DATA FOR ANALYSIS:
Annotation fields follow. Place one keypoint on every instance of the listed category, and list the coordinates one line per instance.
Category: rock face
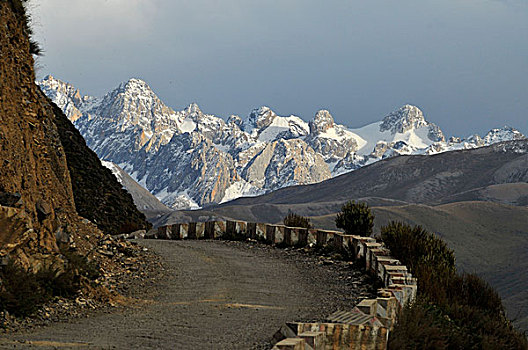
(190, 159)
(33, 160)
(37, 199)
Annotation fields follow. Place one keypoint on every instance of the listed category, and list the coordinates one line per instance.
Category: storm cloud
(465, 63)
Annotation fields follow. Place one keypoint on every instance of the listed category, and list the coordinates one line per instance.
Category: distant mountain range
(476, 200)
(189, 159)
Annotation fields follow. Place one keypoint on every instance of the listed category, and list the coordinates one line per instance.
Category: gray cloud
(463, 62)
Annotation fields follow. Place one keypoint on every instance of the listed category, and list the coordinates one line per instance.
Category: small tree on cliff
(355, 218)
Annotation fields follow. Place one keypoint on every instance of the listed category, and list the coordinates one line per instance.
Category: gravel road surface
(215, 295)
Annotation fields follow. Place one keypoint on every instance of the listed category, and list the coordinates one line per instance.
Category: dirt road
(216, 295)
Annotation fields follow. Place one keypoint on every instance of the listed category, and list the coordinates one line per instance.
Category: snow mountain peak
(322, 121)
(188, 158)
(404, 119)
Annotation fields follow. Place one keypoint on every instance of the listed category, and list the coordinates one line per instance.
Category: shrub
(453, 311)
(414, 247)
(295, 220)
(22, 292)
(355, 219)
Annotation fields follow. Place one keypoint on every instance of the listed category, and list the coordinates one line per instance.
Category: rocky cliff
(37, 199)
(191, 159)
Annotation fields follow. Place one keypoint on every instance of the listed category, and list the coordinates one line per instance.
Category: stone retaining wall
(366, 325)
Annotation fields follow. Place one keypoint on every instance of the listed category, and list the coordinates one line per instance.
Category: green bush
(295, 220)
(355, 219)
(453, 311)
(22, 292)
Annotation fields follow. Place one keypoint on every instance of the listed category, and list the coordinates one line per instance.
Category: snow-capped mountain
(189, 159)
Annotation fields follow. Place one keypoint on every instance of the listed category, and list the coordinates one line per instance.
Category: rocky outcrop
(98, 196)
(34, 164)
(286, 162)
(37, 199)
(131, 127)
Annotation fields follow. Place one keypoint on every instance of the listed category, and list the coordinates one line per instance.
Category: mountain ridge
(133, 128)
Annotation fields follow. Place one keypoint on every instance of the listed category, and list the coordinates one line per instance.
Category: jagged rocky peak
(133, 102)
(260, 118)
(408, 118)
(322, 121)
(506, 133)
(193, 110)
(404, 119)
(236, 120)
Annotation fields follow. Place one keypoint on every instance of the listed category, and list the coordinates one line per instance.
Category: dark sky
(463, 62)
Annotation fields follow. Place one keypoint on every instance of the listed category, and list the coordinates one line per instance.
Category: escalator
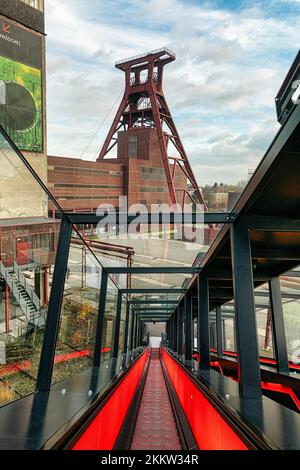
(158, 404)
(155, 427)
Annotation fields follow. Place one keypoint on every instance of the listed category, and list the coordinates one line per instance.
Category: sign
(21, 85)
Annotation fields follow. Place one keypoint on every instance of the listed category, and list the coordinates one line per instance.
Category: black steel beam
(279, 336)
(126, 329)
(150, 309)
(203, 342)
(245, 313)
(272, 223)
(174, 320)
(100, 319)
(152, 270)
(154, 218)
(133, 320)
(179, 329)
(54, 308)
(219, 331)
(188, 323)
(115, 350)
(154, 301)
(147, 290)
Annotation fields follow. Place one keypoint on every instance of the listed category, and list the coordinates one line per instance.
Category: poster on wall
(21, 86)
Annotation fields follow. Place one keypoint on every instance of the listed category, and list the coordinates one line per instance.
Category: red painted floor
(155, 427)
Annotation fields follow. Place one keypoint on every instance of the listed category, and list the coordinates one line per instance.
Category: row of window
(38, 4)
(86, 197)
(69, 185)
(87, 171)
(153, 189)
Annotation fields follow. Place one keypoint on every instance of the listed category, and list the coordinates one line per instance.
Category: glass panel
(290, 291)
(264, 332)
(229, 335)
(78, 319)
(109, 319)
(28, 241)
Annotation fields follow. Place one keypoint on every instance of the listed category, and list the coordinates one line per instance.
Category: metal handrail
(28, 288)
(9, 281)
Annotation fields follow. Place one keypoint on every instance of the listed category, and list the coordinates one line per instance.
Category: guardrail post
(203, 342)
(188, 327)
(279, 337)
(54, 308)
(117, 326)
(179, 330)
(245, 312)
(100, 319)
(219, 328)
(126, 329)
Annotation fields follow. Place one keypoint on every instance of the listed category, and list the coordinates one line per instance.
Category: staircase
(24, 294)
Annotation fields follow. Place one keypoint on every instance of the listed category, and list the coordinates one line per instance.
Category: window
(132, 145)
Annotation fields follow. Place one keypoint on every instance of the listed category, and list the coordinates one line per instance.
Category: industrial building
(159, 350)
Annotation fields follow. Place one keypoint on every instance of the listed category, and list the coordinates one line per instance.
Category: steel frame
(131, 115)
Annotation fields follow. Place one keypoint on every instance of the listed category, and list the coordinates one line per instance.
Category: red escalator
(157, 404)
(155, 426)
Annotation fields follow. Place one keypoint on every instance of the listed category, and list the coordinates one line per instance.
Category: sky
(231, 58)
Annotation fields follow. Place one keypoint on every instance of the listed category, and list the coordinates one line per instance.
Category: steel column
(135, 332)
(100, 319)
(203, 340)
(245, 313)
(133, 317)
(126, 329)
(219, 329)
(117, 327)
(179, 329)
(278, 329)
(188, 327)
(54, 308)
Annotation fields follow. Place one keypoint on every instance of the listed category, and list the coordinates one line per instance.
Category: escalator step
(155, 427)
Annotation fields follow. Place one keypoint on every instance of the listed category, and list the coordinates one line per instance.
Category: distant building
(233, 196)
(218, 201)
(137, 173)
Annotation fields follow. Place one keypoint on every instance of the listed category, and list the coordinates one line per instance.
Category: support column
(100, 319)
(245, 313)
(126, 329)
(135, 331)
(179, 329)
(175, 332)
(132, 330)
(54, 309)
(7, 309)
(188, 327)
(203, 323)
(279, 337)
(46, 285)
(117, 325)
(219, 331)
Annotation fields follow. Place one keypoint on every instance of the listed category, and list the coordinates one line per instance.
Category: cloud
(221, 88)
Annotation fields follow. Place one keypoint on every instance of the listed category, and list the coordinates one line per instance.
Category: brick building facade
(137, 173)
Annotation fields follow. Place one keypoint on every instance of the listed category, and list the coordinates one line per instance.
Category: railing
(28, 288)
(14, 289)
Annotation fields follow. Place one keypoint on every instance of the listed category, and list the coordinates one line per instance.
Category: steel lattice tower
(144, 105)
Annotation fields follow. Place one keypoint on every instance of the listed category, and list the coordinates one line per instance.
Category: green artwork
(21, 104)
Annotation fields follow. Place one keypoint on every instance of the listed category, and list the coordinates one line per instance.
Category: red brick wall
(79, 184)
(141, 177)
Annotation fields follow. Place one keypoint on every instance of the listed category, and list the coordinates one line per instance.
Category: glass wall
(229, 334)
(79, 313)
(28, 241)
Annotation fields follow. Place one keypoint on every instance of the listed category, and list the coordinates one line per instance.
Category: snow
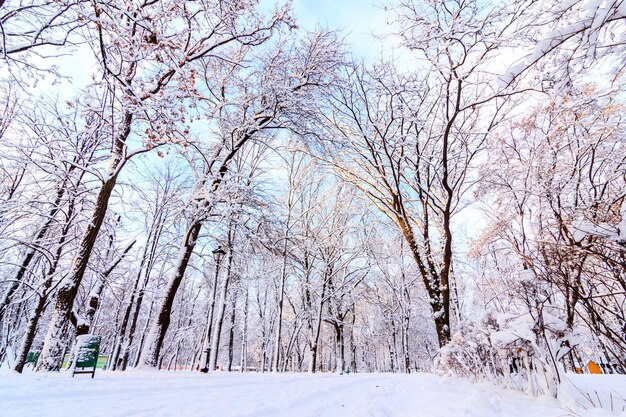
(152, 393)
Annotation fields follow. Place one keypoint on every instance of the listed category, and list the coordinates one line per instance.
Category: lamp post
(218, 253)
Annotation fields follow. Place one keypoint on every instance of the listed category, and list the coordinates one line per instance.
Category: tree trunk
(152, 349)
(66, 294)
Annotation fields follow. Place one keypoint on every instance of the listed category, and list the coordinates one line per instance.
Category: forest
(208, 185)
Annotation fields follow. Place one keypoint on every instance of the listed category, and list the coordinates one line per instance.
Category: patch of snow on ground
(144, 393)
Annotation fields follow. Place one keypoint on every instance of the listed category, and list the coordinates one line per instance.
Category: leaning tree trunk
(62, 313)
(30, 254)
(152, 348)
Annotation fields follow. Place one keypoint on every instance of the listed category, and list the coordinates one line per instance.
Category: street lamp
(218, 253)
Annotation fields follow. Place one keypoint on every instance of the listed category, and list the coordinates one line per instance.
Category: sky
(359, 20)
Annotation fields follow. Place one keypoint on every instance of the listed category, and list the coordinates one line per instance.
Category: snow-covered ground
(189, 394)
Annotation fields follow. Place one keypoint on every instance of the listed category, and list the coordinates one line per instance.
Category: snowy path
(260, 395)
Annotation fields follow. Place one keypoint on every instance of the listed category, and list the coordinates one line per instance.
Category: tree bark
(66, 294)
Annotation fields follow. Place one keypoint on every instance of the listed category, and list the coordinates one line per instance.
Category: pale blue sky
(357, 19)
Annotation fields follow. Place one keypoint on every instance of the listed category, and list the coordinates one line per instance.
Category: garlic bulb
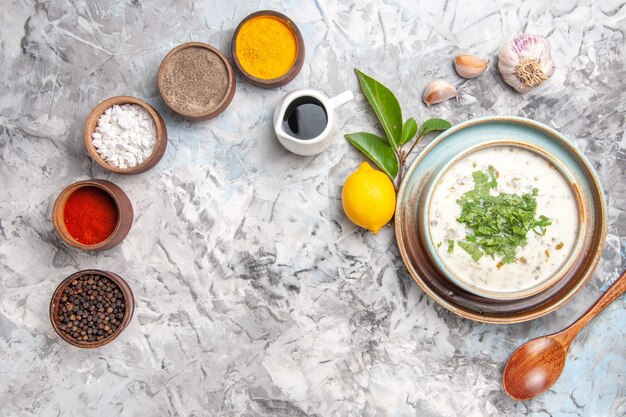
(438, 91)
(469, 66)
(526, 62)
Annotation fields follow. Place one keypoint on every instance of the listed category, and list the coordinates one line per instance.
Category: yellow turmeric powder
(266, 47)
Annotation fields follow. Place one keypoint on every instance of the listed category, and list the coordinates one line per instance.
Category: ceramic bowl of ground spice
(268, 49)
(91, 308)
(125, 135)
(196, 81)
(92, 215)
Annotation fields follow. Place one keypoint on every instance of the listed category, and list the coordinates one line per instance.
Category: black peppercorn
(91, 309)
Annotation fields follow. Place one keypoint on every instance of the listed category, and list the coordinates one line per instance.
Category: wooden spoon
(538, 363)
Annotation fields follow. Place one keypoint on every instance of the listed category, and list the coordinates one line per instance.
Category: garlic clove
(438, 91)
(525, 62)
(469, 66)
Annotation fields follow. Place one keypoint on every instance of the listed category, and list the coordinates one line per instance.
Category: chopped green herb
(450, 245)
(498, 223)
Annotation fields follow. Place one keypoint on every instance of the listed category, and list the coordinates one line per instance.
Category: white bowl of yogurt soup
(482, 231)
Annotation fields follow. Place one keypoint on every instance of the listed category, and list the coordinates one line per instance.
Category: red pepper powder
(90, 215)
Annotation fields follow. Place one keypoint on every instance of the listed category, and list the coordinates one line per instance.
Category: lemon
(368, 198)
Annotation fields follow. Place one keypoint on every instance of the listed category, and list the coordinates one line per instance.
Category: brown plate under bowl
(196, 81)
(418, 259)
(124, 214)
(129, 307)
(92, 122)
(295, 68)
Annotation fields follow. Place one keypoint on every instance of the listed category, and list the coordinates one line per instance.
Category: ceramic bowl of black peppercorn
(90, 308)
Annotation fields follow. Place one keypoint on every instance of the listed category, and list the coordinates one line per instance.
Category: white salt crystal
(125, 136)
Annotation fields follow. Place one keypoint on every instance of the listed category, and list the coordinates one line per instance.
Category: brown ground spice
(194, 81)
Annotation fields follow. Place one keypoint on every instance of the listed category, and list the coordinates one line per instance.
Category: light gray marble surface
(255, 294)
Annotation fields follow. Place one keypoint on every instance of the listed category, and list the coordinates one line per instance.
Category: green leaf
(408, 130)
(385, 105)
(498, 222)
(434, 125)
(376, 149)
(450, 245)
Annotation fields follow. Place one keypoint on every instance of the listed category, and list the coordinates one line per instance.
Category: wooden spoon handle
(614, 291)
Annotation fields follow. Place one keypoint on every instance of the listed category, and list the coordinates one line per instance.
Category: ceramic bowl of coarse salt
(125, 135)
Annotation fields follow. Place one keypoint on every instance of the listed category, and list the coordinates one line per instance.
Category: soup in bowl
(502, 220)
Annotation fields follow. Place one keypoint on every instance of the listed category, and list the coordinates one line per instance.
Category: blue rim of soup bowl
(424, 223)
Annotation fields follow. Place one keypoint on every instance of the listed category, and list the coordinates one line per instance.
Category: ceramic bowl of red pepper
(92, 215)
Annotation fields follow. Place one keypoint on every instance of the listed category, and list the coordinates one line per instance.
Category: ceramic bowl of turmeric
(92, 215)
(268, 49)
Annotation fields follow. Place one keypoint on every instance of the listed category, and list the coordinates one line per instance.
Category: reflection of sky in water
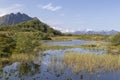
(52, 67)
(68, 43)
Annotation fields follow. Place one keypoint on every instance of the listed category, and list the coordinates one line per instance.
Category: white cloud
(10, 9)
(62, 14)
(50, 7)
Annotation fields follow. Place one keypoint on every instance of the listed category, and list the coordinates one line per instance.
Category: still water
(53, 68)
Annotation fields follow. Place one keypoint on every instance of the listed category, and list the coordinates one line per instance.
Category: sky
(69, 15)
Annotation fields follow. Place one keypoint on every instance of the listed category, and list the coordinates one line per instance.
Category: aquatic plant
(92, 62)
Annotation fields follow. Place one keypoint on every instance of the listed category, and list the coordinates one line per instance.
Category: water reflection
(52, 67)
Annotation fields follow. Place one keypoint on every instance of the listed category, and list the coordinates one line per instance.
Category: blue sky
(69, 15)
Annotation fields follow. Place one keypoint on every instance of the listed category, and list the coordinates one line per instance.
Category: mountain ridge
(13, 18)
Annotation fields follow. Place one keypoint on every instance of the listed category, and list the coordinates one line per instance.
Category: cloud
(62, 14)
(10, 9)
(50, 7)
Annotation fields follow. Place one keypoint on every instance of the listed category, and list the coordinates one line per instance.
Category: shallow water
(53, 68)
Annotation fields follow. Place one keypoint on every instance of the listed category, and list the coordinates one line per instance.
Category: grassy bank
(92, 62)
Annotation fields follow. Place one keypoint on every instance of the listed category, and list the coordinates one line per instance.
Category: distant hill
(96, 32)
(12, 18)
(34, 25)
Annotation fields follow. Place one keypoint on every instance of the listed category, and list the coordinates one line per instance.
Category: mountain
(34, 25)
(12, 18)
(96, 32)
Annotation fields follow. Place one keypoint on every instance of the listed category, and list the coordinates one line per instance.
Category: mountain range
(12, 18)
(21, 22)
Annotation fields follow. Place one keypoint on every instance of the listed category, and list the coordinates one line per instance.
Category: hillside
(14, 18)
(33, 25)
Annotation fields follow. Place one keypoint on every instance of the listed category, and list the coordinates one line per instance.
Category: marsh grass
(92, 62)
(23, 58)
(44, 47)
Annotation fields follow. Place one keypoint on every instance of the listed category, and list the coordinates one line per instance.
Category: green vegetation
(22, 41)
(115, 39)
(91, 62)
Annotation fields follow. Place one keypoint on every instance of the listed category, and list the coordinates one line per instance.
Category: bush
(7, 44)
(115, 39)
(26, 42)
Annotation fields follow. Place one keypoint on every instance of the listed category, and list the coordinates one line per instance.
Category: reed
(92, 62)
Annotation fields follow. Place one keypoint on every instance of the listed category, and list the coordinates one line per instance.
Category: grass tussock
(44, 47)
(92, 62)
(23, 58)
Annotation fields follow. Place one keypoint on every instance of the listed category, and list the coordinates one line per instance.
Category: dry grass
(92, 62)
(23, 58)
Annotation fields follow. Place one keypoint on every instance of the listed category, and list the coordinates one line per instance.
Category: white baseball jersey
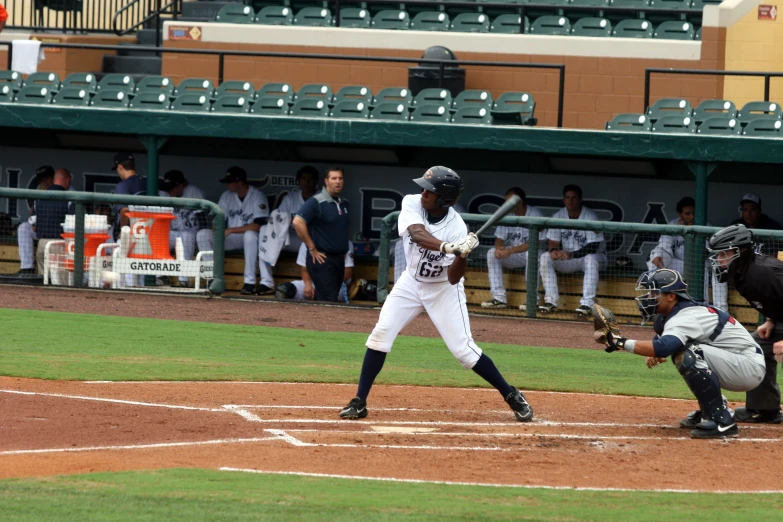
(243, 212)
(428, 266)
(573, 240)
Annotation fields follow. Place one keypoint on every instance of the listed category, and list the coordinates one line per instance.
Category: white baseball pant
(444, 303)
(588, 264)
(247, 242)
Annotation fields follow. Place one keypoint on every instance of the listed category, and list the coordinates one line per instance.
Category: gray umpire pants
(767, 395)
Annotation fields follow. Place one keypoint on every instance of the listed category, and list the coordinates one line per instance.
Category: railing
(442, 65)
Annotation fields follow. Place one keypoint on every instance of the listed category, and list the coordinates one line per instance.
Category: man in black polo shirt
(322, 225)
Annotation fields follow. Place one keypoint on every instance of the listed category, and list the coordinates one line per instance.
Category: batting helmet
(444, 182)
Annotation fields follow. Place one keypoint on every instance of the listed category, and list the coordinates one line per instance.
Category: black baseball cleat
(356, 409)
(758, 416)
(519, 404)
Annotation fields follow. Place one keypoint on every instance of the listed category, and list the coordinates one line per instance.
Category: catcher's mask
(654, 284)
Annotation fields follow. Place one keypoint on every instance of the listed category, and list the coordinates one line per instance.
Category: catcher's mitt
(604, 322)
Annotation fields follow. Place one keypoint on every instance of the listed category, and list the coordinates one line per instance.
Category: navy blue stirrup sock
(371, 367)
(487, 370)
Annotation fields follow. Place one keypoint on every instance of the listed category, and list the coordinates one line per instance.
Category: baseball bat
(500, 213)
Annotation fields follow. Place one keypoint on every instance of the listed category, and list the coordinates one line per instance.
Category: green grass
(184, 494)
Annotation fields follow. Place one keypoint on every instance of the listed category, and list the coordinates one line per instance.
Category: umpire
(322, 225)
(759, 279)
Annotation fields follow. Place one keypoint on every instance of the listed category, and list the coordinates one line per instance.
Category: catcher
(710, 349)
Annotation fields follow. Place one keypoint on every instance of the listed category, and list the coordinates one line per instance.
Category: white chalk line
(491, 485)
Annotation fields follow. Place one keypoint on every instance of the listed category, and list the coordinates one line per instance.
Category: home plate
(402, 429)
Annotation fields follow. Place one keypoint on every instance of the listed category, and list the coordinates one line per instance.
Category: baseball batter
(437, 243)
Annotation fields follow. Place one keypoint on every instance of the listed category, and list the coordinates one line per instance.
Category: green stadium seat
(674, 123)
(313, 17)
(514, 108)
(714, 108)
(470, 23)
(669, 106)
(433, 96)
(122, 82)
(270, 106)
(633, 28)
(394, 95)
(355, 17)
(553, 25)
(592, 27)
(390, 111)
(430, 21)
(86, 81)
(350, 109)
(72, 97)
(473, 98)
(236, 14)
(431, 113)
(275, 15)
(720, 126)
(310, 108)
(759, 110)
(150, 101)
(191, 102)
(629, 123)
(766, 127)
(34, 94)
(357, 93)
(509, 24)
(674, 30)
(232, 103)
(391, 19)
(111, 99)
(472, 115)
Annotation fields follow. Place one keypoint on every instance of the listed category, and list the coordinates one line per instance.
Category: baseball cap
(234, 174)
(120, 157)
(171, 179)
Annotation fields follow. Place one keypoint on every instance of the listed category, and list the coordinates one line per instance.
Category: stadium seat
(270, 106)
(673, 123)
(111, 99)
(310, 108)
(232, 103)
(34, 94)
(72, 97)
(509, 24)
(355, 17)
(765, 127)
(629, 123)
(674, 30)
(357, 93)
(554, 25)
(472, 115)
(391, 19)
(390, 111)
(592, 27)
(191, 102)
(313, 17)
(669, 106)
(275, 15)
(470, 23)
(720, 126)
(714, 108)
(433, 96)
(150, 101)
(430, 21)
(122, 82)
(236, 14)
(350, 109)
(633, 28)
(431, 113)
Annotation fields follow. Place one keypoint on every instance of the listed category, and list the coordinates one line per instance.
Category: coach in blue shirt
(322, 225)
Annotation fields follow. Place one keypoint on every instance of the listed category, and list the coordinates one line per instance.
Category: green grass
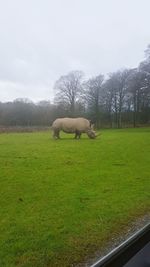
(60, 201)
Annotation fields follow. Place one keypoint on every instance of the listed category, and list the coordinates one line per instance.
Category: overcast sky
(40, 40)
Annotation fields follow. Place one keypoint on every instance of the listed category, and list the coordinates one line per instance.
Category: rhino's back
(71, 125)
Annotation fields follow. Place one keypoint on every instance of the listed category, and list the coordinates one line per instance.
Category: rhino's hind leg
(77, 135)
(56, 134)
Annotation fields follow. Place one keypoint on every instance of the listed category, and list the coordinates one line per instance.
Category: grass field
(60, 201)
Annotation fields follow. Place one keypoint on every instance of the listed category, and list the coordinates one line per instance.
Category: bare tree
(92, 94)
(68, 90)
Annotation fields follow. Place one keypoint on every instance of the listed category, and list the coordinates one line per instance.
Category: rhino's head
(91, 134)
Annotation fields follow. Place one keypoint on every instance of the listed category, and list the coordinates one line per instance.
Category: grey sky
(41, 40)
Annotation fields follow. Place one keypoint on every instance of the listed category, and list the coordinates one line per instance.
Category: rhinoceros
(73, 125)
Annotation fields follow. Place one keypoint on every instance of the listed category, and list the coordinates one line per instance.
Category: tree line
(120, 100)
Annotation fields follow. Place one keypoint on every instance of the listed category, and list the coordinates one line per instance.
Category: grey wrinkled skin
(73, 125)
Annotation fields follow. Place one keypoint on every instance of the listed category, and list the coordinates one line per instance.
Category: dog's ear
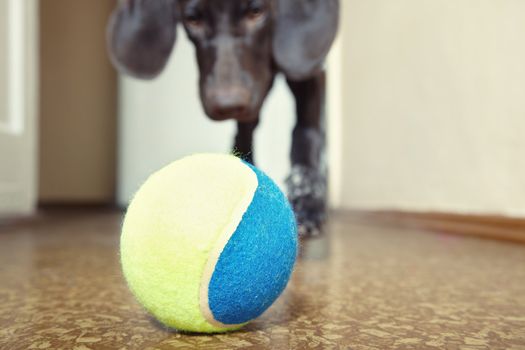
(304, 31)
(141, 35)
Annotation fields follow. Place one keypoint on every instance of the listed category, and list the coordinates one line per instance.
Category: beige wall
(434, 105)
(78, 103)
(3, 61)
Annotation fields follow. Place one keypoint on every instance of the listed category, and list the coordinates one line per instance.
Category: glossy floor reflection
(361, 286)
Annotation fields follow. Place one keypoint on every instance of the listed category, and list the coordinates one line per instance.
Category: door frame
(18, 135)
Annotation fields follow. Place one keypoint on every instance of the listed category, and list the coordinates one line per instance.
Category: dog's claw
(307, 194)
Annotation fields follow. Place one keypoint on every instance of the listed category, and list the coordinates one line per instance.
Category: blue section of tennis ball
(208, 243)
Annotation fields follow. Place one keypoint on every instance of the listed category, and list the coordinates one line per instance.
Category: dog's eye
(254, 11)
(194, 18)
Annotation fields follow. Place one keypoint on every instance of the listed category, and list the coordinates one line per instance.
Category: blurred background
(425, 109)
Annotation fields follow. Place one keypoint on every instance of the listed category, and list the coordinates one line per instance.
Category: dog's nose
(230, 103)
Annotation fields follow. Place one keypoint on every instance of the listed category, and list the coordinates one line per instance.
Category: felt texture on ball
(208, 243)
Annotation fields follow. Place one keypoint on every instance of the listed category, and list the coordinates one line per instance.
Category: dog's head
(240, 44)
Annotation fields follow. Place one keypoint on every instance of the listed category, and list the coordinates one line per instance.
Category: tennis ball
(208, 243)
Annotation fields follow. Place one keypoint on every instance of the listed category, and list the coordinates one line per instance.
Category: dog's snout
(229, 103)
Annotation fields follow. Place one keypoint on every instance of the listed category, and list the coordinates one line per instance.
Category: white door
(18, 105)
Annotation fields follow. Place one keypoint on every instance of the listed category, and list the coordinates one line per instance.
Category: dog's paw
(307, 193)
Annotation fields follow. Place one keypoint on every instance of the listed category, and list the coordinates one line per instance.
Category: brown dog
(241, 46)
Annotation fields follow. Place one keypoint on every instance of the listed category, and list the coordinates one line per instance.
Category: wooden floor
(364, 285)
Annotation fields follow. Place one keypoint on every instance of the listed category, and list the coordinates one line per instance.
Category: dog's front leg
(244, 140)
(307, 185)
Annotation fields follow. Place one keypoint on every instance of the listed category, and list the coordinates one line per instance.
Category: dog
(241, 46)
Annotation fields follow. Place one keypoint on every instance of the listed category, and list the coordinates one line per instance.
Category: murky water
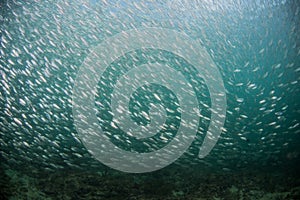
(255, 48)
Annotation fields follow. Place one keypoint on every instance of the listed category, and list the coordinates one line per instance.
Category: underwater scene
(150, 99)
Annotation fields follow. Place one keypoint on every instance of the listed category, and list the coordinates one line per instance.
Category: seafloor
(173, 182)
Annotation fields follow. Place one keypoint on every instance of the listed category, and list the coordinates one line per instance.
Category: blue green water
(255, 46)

TASK GOAL: Output the line containing "Category: murky water" along with every line after it to the end of the material, exactly as written, but without pictures.

EXPECTED ANSWER:
Category: murky water
(255, 48)
Annotation fields follow. Place one keypoint on every instance of the listed category, and list the coordinates one line per instance.
Category: underwater scene
(150, 99)
Annotation fields follow. Place one keypoint on every instance of the listed category, and list the coordinates one line per instance.
Category: seafloor
(173, 182)
Annotation fields follow. Place one keypoint on every instance of the listed category, and list the coordinates one line per instance.
Category: blue green water
(255, 46)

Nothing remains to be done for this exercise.